- **Short problem 1**: Rewrite the rows from their beginning through the line containing "422 0 640 404", replacing "per detection" with "for each detection" everywhere it appears in them and leaving everything else unchanged.

Ironically, this means coverage is both better and worse than ever.

The Cascade is pretty lucky in this regard: as a primarily student-subsidized publication, we’re guaranteed the funding we need to print an issue every week. We face the same rising costs (and lowered self-esteem) as the rest of the industry, but our life as a publication doesn’t depend on advertising.

As a result, we have the opportunity to be idealistic in what we publish and how. If we can’t get a quote or a key piece of information, we don’t have to run it. If an article topic is fluffy or trivial or discussed to death, we don’t have to run it. Perhaps most importantly, if we can’t verify truth behind rumour, we don’t have to run it.

Other publications don’t have the time to make such decisions.

Take, for example, a story that made headlines last week. You might have seen it make the rounds on Facebook or Reddit in one form or another. The story? That Oreos may be as addictive as cocaine.

It’s a catchy headline, no matter where it is. The Globe and Mail: “Oreos more addictive than cocaine, study finds.” The Huffington Post: “Oreos More Addictive Than Cocaine? Study Shows Cookies Might Produce More Pleasure Than Coke In Rats.” Time magazine: “Oreos May Be As Addictive As Cocaine.”

These are reputable publications, but in the rush to get a hot story out into the world, they missed the facts: the research behind the study was done by students at Connecticut College. It wasn’t published. It wasn’t peer-reviewed. The gist of it was that rats prefer Oreos over rice crackers—no surprise there—and they also prefer a shot of cocaine or morphine to a shot of saline – again, a no-brainer.

That’s it. That’s the entire correlation between an oreos/cocaine comparison.

The original story was first published on the Connecticut College website as a look-at-the-cool-research-we-do press release, something that’s common in post-secondary marketing departments; UFV runs similar stories on research done here on a regular basis. They’re interesting. Sometimes they’re even informative. Their main purpose is to make the college look good to potential students and potential donors.

But they are not news articles.

This is the downside of the digital era: newspapers, magazines, and blogs alike are pressured to run stories as quickly as they hear about them.

While this keeps the content relevant and up-to-the-minute, it also results in error. Here, it made major publications eat their own words like so many Oreos; several that ran the initial story have now run secondary stories that imply they never misinterpreted the information to begin with.

The problem lies in placing too much trust in first reports, or, in some case, rumours. “Oreos are addictive” isn’t a headline likely to harm anyone, and other misinterpretations are downright funny – such as satirical stories from CBC’s This is That or The Onion taken as fact.

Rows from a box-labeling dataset
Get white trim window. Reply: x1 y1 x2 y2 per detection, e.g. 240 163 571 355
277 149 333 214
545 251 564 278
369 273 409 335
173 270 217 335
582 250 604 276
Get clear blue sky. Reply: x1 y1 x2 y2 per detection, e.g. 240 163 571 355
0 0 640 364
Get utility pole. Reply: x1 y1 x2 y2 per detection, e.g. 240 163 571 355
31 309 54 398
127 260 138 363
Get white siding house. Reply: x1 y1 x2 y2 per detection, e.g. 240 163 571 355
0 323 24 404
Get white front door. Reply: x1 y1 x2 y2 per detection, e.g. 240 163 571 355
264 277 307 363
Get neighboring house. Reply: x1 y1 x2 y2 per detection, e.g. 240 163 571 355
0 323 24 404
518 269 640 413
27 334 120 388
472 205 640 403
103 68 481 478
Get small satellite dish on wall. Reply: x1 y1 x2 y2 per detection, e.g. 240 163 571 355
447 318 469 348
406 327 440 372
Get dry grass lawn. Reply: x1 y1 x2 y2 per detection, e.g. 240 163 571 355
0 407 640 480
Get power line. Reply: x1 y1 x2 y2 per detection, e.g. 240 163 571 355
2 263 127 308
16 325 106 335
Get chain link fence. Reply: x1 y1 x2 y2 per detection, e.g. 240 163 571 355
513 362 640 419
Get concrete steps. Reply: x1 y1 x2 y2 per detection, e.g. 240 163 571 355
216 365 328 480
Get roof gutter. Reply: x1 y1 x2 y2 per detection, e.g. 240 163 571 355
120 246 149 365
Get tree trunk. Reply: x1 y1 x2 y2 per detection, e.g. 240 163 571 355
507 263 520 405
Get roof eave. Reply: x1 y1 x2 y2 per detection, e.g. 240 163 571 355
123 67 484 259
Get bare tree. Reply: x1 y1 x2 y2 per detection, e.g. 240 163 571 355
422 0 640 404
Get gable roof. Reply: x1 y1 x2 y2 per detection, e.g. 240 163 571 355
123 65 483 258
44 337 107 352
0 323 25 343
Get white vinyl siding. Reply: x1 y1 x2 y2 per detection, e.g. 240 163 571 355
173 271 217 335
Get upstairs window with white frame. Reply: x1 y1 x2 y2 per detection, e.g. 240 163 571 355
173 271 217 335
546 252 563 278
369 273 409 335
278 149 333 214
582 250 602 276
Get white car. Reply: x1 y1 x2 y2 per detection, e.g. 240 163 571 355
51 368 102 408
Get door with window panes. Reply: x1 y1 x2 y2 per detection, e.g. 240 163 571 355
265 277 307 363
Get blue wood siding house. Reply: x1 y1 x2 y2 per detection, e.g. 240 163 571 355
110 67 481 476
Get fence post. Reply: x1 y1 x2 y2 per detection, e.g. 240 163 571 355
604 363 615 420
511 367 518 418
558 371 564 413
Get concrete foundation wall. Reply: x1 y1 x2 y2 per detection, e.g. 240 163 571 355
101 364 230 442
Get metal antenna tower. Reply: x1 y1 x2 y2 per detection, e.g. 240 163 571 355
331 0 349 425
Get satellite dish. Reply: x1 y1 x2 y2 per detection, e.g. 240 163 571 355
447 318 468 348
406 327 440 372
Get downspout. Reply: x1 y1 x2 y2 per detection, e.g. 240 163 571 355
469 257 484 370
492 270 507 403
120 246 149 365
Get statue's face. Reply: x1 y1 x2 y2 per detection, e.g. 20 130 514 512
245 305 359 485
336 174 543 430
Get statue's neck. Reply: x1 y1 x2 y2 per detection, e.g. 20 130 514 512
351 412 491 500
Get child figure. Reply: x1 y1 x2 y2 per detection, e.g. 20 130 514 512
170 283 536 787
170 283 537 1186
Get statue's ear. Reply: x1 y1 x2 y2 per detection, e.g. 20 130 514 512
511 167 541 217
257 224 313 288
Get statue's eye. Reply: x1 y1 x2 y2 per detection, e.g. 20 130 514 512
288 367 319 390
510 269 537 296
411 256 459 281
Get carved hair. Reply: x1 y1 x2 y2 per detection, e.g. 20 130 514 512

- **Short problem 2**: From the passage on news coverage, copy the part that opens with the words "Other publications don’t" and closes with "That Oreos may be as addictive as cocaine.".

- **Worked answer 1**:
Get white trim window. Reply: x1 y1 x2 y2 for each detection, e.g. 240 163 571 355
277 149 333 214
545 251 564 278
369 273 409 335
173 270 217 335
582 250 604 276
Get clear blue sky. Reply: x1 y1 x2 y2 for each detection, e.g. 240 163 571 355
0 0 640 364
Get utility pole. Reply: x1 y1 x2 y2 for each detection, e.g. 240 163 571 355
31 309 54 398
127 260 138 363
Get white siding house. Reply: x1 y1 x2 y2 for each detection, e.g. 240 163 571 355
0 323 24 404
Get white front door. Reply: x1 y1 x2 y2 for each detection, e.g. 240 163 571 355
264 277 307 363
Get neighboring house. Reply: x1 y1 x2 y2 for each detection, e.g. 240 163 571 355
0 323 24 404
518 269 640 413
27 334 120 388
472 205 640 403
103 68 481 478
Get small satellite dish on wall. Reply: x1 y1 x2 y2 for each detection, e.g. 240 163 571 355
447 318 469 348
406 327 440 372
Get dry grass lawn. Reply: x1 y1 x2 y2 for each detection, e.g. 240 163 571 355
0 407 640 480
Get power line. Reply: x1 y1 x2 y2 for each detection, e.g. 240 163 571 355
2 263 127 308
16 325 106 335
Get chain link fence. Reply: x1 y1 x2 y2 for each detection, e.g. 240 163 571 355
513 362 640 419
Get concrete steps. Reply: x1 y1 x2 y2 for each detection, e.g. 240 163 571 355
216 365 328 480
Get roof gutter. Reply: x1 y1 x2 y2 for each detection, e.g. 240 163 571 355
120 246 149 365
Get tree trunk. Reply: x1 y1 x2 y2 for each detection, e.g. 240 163 571 355
507 263 520 405
Get roof eave. Reply: x1 y1 x2 y2 for each detection, e.g. 240 163 571 355
123 67 484 259
Get bare tree. Reply: x1 y1 x2 y2 for each detection, e.g. 240 163 571 355
422 0 640 404

- **Worked answer 2**:
Other publications don’t have the time to make such decisions.

Take, for example, a story that made headlines last week. You might have seen it make the rounds on Facebook or Reddit in one form or another. The story? That Oreos may be as addictive as cocaine.